## Start
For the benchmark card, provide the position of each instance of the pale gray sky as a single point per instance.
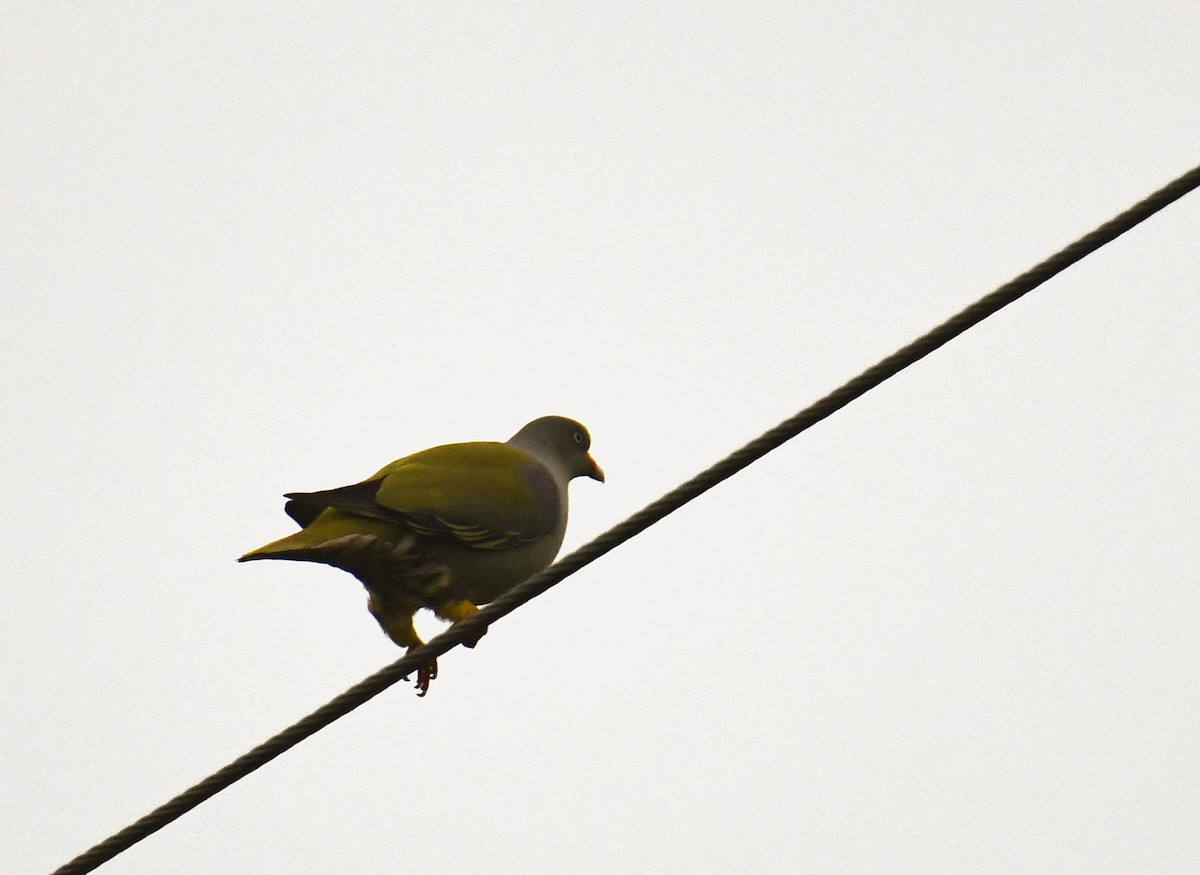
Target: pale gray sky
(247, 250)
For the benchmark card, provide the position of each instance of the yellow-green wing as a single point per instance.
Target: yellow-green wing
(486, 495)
## End
▶ Problem requirements: Please write out all of the items again with "benchmark card" replaced by "evaluation sheet" wherever it occurs, keeping everything else the same. Leave the pictures out.

▶ Completed exercise:
For the evaluation sheet, provide the position of each instance of the pale gray sky as a single point per instance.
Target: pale gray sky
(247, 250)
For the evaluation sheet, provide the position of each instance of the yellow-green wing as a single point per instance.
Target: yellow-green wing
(486, 495)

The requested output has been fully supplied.